Task instructions:
1. List every module that the import lines in the PyTorch policy gradient page below bring in.
2. Put this sentence from the PyTorch policy gradient page below into Spanish: "If the return $R(\tau)$ is high, it will push up the probabilities of the (state, action) combinations."
3. Echo the PyTorch policy gradient page below, everything from "self.dropout = nn.Dropout(p=0.6)" down to "x = self.affine1(x)".

Passage:
▼
We can interpret this update as follows: $-\nabla_{\theta}\log\pi_{\theta}(a_{t}|s_{t})$ is the direction of steepest increase of the (log) probability of selecting action at from state $s_{t}$. This tells us:

* If the return $R(\tau)$ is high, it will push up the probabilities of the (state, action) combinations.

* Otherwise, it will push down the probabilities of the (state, action) combinations.

## Pytorch example

### Policy network

In [1]:
import torch
import torch.nn as nn
import torch.nn.functional as F
import torch.optim as optim

class Policy(nn.Module):
    """MLP"""
    def __init__(self):
        super(Policy, self).__init__()
        self.affine1 = nn.Linear(4, 128)
        self.dropout = nn.Dropout(p=0.6)
        self.affine2 = nn.Linear(128, 2)
        
        self.saved_log_probs = []
        self.rewards = []

    def forward(self, x):
        x = self.affine1(x)
        x = self.dropout(x)
        x = F.relu(x)
        action_scores = self.affine2(x)
        return F.softmax(action_scores, dim=1)

In [2]:
policy = Policy()
optimizer = optim.Adam(policy.parameters(), lr=1e-2)

*`self.saved_log_probs` saves $\left[\pi_{\theta}(a_{0}|s_{0}), \pi_{\theta}(a_{1}|s_{1}),\dots,\pi_{\theta}(a_{T}|s_{T})\right]$

*`self.rewards` saves $\left[r_{0},r_{1},\dots,r_{T}\right]$

### Env

In [3]:
import gym

env = gym.make('CartPole-v1')
env.reset(seed=1)

(array([ 0.00118216,  0.04504637, -0.03558404,  0.04486495], dtype=float32),
 {})
▲
Records provided:
▼
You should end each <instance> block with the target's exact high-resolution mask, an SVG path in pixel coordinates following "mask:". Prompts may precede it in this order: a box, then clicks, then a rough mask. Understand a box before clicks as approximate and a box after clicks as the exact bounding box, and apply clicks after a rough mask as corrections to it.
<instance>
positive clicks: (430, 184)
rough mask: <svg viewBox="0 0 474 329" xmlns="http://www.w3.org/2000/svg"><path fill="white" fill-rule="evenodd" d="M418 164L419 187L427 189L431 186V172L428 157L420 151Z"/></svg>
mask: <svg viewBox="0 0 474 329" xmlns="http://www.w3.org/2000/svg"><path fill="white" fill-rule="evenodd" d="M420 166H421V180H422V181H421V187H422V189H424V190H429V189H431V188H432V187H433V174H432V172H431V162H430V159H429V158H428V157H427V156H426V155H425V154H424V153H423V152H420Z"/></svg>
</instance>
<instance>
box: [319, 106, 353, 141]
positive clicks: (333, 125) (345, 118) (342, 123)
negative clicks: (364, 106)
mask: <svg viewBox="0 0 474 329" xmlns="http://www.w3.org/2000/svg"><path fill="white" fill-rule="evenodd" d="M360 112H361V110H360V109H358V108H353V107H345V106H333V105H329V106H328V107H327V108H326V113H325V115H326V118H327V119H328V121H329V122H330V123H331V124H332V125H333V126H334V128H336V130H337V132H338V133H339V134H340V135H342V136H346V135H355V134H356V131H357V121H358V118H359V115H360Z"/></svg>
▲
▼
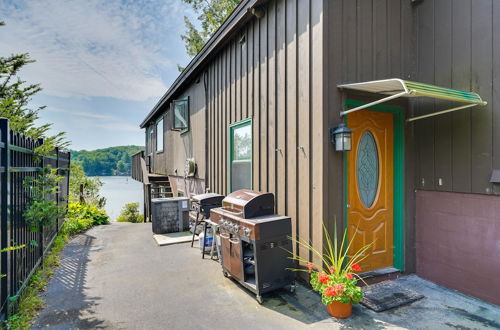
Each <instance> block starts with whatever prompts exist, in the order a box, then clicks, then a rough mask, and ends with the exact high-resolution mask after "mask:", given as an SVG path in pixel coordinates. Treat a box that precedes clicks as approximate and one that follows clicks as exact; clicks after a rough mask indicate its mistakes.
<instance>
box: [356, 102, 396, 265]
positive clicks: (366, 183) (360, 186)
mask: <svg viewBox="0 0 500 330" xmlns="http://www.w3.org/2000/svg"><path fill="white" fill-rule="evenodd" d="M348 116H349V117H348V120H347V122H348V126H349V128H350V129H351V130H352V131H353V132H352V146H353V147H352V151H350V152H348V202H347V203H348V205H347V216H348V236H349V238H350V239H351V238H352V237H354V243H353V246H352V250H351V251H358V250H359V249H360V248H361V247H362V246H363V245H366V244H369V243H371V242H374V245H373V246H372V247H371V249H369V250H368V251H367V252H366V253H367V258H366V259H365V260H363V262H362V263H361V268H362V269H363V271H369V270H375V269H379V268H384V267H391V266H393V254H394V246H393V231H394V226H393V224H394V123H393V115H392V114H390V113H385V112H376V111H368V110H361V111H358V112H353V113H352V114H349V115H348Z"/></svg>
▲
Results of the exercise:
1.
torch
torch.nn
torch.nn.functional
torch.optim
gym

2. Si el retorno $R(\tau)$ es alto, aumentará las probabilidades de las combinaciones (estado, acción).

3.
self.dropout = nn.Dropout(p=0.6)
        self.affine2 = nn.Linear(128, 2)
        
        self.saved_log_probs = []
        self.rewards = []

    def forward(self, x):
        x = self.affine1(x)